- Given passage:

________________________

# Hit Mahoning, & Meander, & Mosquito Rivers today,,,,, & Nothing!



## Doboy (Oct 13, 2008)

Two of us drove around today, to check out 4 of my old River fishing spots,,,,, first, just to see if the spots still existed.
The Mahoning was first,,, a place where i previously landed 4 keeper eyes & then lost 2 hogs back to back,,,,, i couldn't reel them in across the current. TODAY,,, we left after an hour,,, we never got a hit.
Off to Meander Creek. MAN did we find some good spots today,,, & again, NOTHING!
Our last two stops were on the Mosquito Creek. The water was nice & clean but running fast.
We had creek chubs on the bottom with slip sinkers, & fatheads & chubs under bobbers drifting along the shoreline. & Mike was casting rubber every direction possible,
WE NEVER GOT A HIT!

SO,,, if any of you guys know how to catch a fish, at ANY of these 3 Rivers, we really need to hear about it!

Sunday, & or Monday,,, we'll be going up for steel.
I know that will work.


----------



## Shed Hunter 365 (Dec 3, 2007)

What kind of fish are in meander creek?


----------



## BuckeyeFishinNut (Feb 8, 2005)

@Doboy 

I am probably going to hit Pike Island this morning, maybe a creek or 2 also. Not expecting much, but better than sitting around the house. My confidence has dropped so low for hitting the river, I almost don't want to go anymore. Kinda sad really. Good Luck if ya get out soon!

Jake


----------



## Doboy (Oct 13, 2008)

Shed Hunter 365 said:


> *What kind of fish are in meander creek?*


(Use 'search' & then Google Maps ;>)

Specially Now, that most of the low-head dams are completely gone, all the way down to the PA line, even to The Shanango & big BEAVER,,,,
There's EVERYTHING in there. 
There's Everything that WAS in West Branch, Berlin, Milton, Meander, & Mosquito,,, & even the old Girard & Austintown Lakes. I've even caught 4-5 species below CEDAR Lake dam.

________________________

- Exercise:
List each distinct username that heads a post in the fishing thread. Use only the fishing thread above.

- Dataset content:

________________________

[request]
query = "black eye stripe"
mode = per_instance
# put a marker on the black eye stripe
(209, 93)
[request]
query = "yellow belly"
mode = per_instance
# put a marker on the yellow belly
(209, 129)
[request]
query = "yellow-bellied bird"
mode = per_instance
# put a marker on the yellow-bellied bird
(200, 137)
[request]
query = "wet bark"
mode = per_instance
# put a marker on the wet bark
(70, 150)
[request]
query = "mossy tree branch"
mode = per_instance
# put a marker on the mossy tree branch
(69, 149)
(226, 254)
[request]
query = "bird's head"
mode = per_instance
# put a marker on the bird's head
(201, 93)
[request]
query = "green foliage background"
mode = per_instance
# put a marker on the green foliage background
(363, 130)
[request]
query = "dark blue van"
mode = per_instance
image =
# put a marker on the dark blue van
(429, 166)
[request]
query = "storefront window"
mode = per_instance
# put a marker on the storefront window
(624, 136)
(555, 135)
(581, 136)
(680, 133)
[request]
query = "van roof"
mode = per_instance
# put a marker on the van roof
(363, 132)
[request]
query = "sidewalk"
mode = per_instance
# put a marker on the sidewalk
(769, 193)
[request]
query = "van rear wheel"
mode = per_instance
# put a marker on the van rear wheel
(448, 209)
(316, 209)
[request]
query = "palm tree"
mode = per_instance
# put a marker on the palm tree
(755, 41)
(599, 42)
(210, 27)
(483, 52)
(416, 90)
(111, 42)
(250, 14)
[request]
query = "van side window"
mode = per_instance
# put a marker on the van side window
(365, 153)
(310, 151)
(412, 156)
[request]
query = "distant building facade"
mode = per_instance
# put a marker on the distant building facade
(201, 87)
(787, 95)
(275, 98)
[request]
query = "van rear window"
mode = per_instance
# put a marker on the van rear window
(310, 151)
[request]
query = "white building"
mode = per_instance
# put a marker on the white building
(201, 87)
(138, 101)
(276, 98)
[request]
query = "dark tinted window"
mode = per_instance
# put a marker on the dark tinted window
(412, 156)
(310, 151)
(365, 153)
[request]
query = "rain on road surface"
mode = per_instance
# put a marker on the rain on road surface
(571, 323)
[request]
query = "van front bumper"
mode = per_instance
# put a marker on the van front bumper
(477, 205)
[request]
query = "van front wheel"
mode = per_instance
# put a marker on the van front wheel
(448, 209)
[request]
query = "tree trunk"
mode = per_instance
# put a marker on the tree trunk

________________________

- Solved exercise:
Doboy, Shed Hunter 365, BuckeyeFishinNut